There's really no good news about a recession, but if you really hate your commute (and you're not one of the millions of Americans out of work) at least traffic congestion subsides a bit. We don't know about you, but we'd rather see a strong economy even if it means a bit more cars on the road, and a new study by traffic and navigation services INRIX shows that may be what's happening.

The INRIX study shows modest improvements in traffic congestion as the country pulls out of its economic downturn. In 2008, traffic dropped off quite a bit from the all-time highs of 2007 due mostly to the recession coupled with $4 per gallon gasoline. The latest data for 2009 shows that four of the 10 most congested cites in the U.S. showed increased traffic in 2009, as drivers in New York, Los Angeles, Washington D.C. and Philadelphia all felt a bit more pain. Houston traffic actually decreased in 2009, as the Texas city dropped from fourth to sixth on the list of most congested cities. The areas with an at least a 10 percent increase in traffic congestion are Las Vegas, Baltimore and D.C. So in other words, gambling and lobbying likely increased in 2009.

#### Record extracts

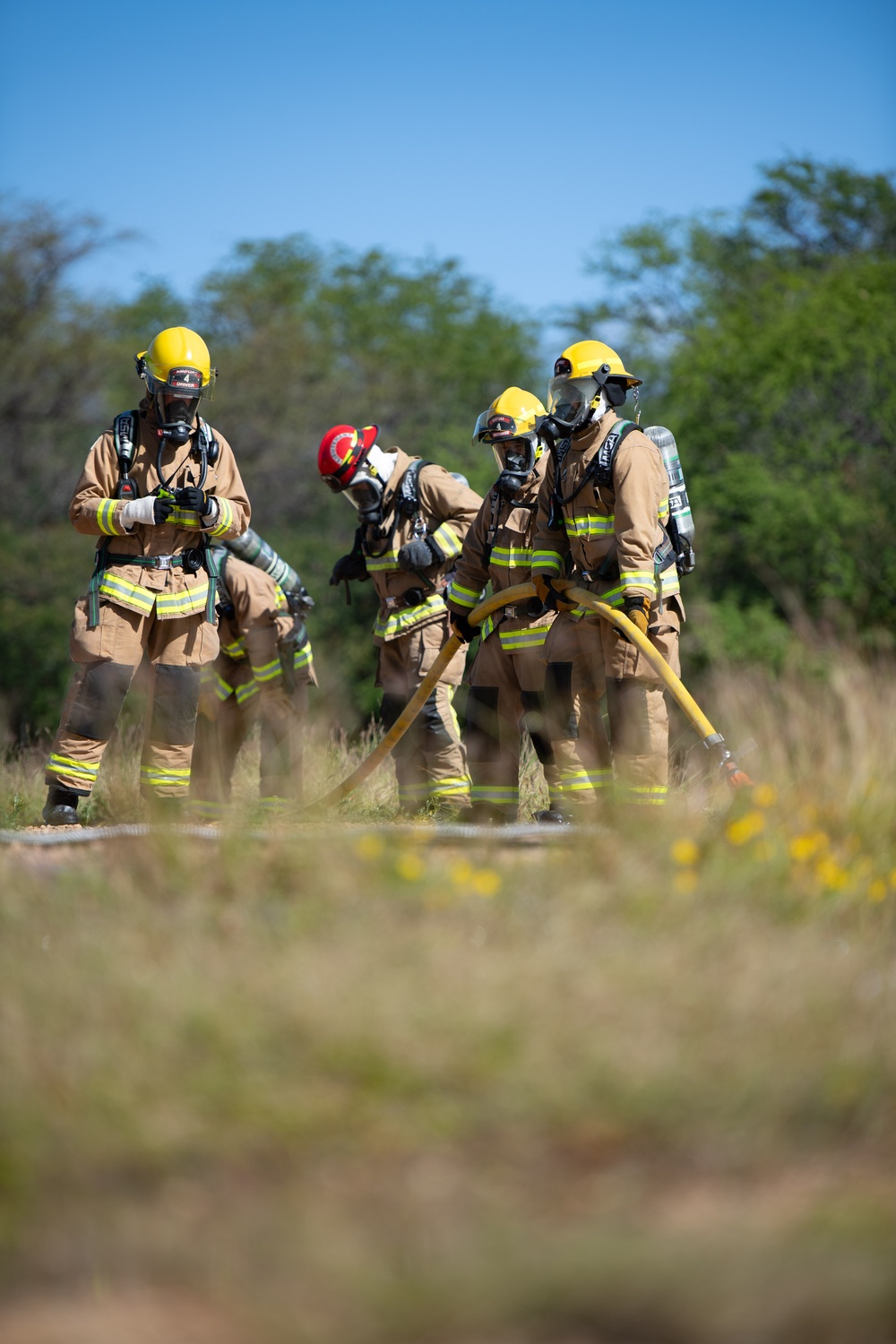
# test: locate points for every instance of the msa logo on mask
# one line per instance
(185, 381)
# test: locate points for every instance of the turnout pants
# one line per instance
(505, 699)
(587, 659)
(107, 659)
(223, 726)
(430, 762)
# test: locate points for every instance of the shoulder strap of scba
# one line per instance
(125, 441)
(599, 470)
(408, 496)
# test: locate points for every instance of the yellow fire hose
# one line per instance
(519, 593)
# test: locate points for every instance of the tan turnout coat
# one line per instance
(446, 513)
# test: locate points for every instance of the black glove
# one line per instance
(419, 554)
(349, 567)
(190, 496)
(462, 626)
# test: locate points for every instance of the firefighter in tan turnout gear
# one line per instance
(506, 676)
(263, 674)
(413, 518)
(602, 511)
(155, 489)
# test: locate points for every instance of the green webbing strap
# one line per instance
(93, 591)
(214, 573)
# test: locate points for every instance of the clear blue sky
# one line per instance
(509, 134)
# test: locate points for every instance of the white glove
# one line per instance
(144, 511)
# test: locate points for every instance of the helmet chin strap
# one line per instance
(599, 409)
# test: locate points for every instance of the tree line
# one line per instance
(766, 338)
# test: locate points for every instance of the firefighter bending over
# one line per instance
(602, 511)
(413, 518)
(506, 676)
(263, 674)
(156, 487)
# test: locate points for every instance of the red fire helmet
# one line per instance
(341, 452)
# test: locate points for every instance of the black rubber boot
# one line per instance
(552, 817)
(61, 808)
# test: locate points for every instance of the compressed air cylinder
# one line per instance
(254, 550)
(680, 521)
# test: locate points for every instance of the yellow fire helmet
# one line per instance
(583, 371)
(512, 421)
(513, 414)
(177, 362)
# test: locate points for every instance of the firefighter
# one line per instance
(602, 511)
(155, 488)
(413, 518)
(506, 676)
(263, 674)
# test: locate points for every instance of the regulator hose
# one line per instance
(519, 593)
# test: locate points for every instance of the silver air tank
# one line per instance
(680, 526)
(254, 550)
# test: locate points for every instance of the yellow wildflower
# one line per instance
(831, 874)
(685, 852)
(805, 847)
(485, 882)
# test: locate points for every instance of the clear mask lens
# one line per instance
(365, 495)
(568, 398)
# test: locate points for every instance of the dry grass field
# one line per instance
(351, 1086)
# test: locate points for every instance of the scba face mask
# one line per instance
(368, 486)
(177, 402)
(516, 462)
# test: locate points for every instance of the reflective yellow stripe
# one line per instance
(182, 604)
(105, 519)
(511, 556)
(653, 795)
(398, 623)
(582, 781)
(447, 540)
(268, 671)
(225, 518)
(66, 765)
(530, 639)
(590, 526)
(635, 578)
(501, 793)
(126, 594)
(450, 787)
(463, 597)
(376, 564)
(547, 562)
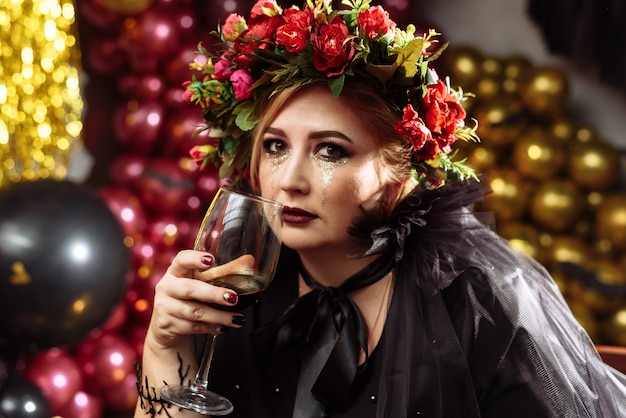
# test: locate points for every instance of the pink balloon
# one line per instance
(126, 207)
(123, 396)
(137, 125)
(144, 86)
(105, 361)
(125, 169)
(82, 405)
(57, 374)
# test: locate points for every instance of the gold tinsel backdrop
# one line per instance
(558, 190)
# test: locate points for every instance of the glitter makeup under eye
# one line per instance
(328, 168)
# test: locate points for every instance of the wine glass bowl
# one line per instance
(243, 230)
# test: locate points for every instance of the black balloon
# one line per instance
(20, 398)
(63, 263)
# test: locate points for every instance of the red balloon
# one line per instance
(177, 68)
(82, 405)
(57, 374)
(166, 185)
(125, 169)
(126, 207)
(179, 130)
(103, 55)
(105, 361)
(137, 125)
(144, 86)
(98, 16)
(123, 396)
(152, 34)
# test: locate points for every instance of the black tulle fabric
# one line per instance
(473, 330)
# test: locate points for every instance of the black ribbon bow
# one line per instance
(336, 334)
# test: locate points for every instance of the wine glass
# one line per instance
(236, 226)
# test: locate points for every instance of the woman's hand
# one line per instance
(181, 298)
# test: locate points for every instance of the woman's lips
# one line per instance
(297, 216)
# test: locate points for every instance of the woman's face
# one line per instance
(322, 163)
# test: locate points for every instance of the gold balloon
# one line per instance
(482, 158)
(500, 122)
(594, 164)
(607, 272)
(614, 328)
(524, 238)
(464, 64)
(557, 205)
(544, 91)
(127, 7)
(536, 155)
(509, 197)
(562, 130)
(567, 249)
(611, 220)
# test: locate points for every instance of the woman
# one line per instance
(391, 298)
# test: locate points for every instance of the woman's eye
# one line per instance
(331, 151)
(274, 146)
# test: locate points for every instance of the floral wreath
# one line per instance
(278, 48)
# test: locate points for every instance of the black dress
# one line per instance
(473, 330)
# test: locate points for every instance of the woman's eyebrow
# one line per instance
(326, 134)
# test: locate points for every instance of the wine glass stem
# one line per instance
(201, 380)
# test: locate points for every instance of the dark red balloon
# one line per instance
(141, 86)
(83, 405)
(126, 207)
(103, 55)
(137, 125)
(105, 361)
(57, 374)
(181, 131)
(125, 169)
(166, 185)
(153, 34)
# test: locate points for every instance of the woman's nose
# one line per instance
(293, 174)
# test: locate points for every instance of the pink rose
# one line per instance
(233, 26)
(223, 69)
(375, 21)
(242, 81)
(331, 51)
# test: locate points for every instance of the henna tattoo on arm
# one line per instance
(149, 399)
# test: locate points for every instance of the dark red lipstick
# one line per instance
(297, 216)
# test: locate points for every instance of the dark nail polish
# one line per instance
(239, 320)
(231, 297)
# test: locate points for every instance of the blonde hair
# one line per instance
(363, 100)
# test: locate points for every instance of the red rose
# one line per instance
(256, 36)
(442, 112)
(295, 33)
(375, 21)
(242, 81)
(412, 128)
(331, 51)
(264, 9)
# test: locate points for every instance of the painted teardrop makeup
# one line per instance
(327, 168)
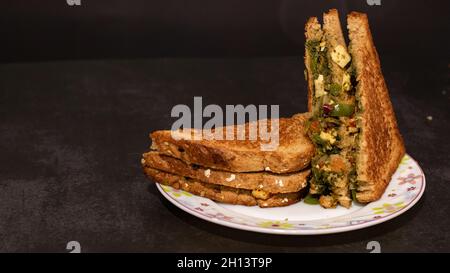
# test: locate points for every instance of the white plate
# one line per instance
(404, 190)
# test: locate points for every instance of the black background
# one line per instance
(81, 87)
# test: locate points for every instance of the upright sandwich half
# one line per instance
(353, 125)
(235, 171)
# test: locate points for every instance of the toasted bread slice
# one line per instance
(380, 143)
(220, 193)
(368, 140)
(265, 181)
(293, 153)
(334, 37)
(313, 32)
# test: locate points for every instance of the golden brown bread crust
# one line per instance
(266, 181)
(313, 31)
(221, 193)
(381, 145)
(293, 153)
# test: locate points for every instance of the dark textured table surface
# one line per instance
(72, 133)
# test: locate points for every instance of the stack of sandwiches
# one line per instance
(235, 171)
(345, 149)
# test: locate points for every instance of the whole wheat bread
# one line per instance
(380, 143)
(293, 153)
(266, 181)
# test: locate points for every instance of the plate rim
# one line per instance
(297, 231)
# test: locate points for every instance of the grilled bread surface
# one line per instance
(221, 193)
(265, 181)
(381, 146)
(293, 153)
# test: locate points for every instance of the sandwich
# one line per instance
(235, 171)
(352, 125)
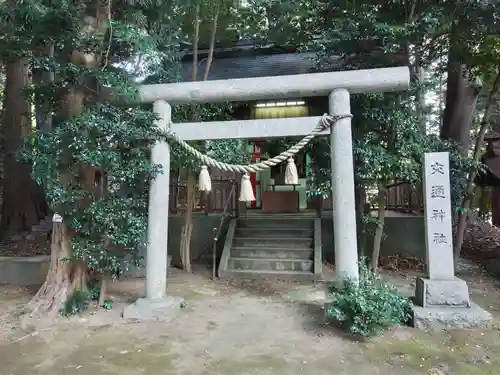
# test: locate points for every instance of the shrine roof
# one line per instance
(249, 61)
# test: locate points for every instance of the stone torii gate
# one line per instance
(338, 85)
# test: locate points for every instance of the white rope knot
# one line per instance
(326, 121)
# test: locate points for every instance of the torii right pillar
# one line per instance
(344, 212)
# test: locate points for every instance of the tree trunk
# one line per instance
(58, 284)
(466, 202)
(461, 98)
(23, 202)
(382, 190)
(102, 291)
(187, 228)
(360, 195)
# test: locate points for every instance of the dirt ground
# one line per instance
(242, 328)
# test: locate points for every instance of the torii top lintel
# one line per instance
(278, 87)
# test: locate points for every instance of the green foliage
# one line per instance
(370, 306)
(94, 287)
(108, 219)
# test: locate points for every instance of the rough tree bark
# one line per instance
(187, 228)
(382, 191)
(23, 202)
(466, 202)
(461, 98)
(63, 278)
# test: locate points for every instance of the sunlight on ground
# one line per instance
(242, 327)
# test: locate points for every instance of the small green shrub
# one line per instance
(368, 307)
(77, 303)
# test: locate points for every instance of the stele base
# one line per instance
(445, 304)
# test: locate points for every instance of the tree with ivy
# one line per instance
(94, 161)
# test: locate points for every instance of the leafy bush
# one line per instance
(368, 307)
(77, 303)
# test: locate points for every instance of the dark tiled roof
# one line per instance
(255, 66)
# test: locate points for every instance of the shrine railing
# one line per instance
(213, 202)
(401, 197)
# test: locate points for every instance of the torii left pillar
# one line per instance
(157, 305)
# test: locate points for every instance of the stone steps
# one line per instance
(275, 223)
(287, 242)
(269, 252)
(269, 274)
(271, 264)
(273, 232)
(271, 246)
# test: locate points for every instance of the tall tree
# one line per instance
(23, 201)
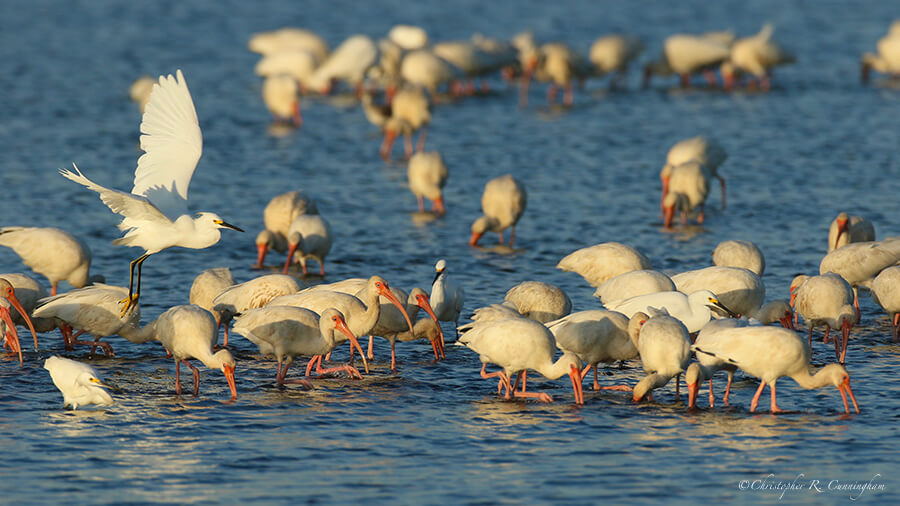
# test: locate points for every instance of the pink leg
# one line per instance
(755, 401)
(728, 387)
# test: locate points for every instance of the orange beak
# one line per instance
(229, 376)
(261, 250)
(11, 297)
(844, 389)
(342, 326)
(575, 375)
(11, 332)
(386, 292)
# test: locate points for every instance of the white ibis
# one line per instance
(826, 300)
(447, 298)
(769, 353)
(520, 344)
(50, 252)
(688, 54)
(738, 253)
(739, 289)
(281, 94)
(600, 262)
(287, 332)
(846, 229)
(887, 58)
(702, 149)
(886, 292)
(688, 189)
(93, 310)
(595, 336)
(757, 55)
(502, 203)
(633, 283)
(665, 349)
(692, 310)
(278, 215)
(155, 214)
(309, 236)
(427, 176)
(190, 332)
(79, 383)
(539, 301)
(250, 295)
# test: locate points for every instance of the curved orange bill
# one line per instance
(11, 332)
(575, 375)
(845, 386)
(386, 291)
(18, 305)
(342, 326)
(229, 376)
(261, 250)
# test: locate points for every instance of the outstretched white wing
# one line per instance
(172, 143)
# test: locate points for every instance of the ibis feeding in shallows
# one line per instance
(79, 383)
(155, 213)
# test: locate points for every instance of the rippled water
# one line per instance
(817, 144)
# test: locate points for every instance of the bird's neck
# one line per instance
(138, 335)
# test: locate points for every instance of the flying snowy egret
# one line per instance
(155, 213)
(79, 383)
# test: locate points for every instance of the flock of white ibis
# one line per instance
(718, 314)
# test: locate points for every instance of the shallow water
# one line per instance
(819, 143)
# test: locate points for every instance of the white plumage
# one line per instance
(79, 383)
(155, 213)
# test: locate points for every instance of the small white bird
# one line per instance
(520, 344)
(632, 284)
(155, 213)
(281, 94)
(665, 349)
(190, 332)
(692, 310)
(502, 203)
(826, 300)
(287, 331)
(600, 262)
(595, 336)
(739, 289)
(688, 189)
(50, 252)
(740, 254)
(769, 353)
(846, 229)
(309, 236)
(447, 298)
(79, 383)
(886, 292)
(427, 176)
(703, 149)
(887, 59)
(278, 215)
(252, 294)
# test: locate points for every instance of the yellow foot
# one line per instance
(129, 304)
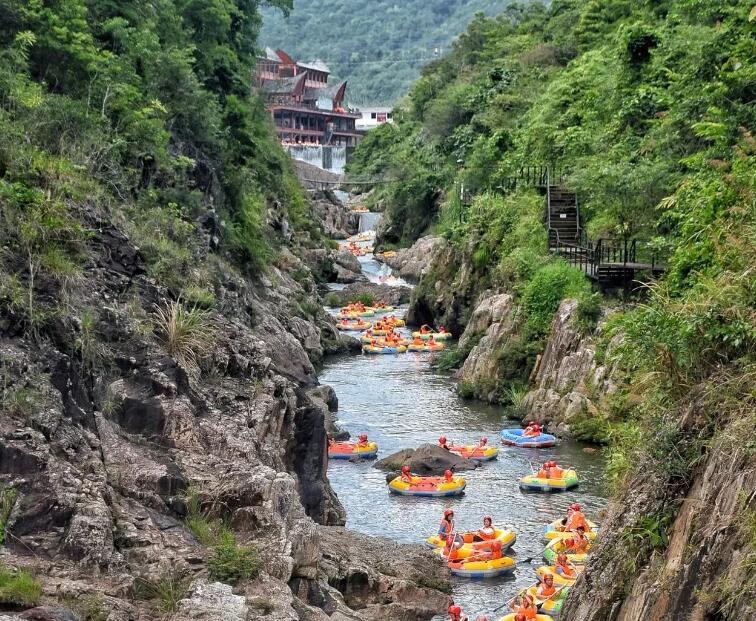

#### What you are asked to do
According to the traffic congestion text, which city fell from fourth to sixth on the list of most congested U.S. cities in 2009? Please answer in a few words.

#### Complete answer
Houston